WRITTEN EXERCISE:
Pull out every line below that contains the word "worker", matching its case exactly.
=== EXERCISE MATERIALS ===
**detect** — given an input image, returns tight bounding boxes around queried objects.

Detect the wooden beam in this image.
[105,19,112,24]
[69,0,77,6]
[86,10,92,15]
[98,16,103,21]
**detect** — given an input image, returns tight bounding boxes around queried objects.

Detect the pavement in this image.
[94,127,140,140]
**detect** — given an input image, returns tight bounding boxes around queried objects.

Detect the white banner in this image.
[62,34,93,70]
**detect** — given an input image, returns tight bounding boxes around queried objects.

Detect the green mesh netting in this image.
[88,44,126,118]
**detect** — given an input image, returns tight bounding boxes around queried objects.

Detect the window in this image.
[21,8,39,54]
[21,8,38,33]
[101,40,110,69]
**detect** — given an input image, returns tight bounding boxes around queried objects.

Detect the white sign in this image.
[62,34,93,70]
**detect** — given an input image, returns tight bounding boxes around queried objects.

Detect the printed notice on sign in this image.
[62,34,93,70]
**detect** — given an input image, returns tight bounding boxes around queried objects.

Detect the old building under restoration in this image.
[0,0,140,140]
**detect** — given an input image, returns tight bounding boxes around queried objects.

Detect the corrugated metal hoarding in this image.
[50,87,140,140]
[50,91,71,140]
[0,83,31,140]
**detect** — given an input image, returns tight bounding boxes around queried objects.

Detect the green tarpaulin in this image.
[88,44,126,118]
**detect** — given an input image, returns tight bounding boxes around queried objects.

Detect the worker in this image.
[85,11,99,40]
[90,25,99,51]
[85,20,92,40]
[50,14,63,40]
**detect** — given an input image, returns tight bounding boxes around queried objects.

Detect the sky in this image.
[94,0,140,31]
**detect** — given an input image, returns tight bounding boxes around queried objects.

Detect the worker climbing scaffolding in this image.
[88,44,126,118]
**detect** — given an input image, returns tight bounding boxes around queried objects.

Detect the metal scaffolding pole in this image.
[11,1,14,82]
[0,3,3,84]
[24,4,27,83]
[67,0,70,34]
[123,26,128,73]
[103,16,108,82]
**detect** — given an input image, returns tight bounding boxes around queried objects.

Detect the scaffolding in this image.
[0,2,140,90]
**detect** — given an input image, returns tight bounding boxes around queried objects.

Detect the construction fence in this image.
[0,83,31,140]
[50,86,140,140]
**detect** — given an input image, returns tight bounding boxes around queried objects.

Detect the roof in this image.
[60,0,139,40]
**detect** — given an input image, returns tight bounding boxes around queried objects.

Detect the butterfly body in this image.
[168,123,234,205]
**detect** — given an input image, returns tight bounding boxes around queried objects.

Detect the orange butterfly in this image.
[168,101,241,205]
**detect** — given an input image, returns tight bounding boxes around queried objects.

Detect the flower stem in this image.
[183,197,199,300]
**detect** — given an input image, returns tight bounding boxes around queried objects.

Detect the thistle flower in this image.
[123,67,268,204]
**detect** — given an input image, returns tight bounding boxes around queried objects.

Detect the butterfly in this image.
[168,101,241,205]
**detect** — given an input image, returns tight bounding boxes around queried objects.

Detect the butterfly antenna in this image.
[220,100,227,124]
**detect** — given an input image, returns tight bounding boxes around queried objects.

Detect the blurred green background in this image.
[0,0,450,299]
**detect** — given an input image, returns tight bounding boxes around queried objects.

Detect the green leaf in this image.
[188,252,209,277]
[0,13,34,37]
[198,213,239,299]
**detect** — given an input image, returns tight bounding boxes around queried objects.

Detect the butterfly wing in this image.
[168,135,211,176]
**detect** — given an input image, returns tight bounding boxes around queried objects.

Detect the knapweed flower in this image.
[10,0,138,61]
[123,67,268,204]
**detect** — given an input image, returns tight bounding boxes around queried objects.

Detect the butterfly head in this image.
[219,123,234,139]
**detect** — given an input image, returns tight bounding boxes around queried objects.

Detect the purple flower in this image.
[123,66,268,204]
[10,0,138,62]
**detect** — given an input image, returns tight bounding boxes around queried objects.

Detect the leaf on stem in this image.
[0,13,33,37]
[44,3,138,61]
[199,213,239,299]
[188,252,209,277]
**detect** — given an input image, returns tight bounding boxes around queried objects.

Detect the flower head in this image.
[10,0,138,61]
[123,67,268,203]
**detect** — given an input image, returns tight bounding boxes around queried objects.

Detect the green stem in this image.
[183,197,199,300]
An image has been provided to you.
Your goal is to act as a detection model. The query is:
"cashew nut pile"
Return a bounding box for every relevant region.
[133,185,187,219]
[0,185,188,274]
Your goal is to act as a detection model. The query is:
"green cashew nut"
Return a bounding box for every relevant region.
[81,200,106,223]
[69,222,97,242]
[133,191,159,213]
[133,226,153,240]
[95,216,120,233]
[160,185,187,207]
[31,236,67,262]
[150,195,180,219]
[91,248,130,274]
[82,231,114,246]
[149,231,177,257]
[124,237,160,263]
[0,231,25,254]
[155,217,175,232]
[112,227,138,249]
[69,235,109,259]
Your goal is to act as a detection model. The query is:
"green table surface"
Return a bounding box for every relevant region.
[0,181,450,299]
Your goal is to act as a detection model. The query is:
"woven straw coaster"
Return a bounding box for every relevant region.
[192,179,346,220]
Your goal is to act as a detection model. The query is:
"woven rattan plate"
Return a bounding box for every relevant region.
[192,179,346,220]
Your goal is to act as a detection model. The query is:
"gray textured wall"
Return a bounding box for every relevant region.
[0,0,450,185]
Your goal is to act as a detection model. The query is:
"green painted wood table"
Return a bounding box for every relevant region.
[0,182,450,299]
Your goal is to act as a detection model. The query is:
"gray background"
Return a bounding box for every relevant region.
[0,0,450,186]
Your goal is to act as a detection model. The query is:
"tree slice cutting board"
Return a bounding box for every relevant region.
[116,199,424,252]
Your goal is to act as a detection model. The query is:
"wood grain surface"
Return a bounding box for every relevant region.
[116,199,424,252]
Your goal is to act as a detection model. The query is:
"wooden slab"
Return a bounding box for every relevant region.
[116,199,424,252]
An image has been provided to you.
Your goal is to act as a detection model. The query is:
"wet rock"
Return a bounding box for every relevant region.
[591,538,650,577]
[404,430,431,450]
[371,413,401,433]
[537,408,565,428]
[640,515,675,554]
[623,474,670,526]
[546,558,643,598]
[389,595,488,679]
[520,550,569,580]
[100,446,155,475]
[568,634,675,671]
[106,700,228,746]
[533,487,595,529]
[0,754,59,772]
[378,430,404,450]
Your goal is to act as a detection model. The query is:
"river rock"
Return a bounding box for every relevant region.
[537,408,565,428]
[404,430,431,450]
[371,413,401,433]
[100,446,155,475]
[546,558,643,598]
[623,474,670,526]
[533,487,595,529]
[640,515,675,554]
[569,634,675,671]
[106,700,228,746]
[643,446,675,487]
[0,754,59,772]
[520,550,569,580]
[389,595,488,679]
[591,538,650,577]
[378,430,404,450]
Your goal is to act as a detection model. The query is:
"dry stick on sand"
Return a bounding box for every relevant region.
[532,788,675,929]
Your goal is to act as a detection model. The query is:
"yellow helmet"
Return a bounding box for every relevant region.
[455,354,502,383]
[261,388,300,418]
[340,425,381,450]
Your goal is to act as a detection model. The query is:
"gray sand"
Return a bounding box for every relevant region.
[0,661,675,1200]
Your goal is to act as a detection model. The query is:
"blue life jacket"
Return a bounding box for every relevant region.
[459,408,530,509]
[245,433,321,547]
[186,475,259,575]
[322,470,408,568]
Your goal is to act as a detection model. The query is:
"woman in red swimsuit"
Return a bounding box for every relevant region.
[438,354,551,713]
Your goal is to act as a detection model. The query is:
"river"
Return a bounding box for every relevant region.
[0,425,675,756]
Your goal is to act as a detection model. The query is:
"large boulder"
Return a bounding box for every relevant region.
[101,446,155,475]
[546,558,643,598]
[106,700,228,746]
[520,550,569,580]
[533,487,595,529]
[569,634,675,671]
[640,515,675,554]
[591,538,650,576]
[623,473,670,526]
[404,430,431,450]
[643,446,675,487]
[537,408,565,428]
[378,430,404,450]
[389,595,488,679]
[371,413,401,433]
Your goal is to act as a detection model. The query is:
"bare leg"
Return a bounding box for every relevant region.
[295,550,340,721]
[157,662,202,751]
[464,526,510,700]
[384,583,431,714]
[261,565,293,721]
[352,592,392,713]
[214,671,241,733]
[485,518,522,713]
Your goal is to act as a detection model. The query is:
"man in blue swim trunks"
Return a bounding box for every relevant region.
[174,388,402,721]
===
RESPONSE TO THIS EXERCISE:
Detect the worker in this image.
Detect the worker climbing scaffolding in this image.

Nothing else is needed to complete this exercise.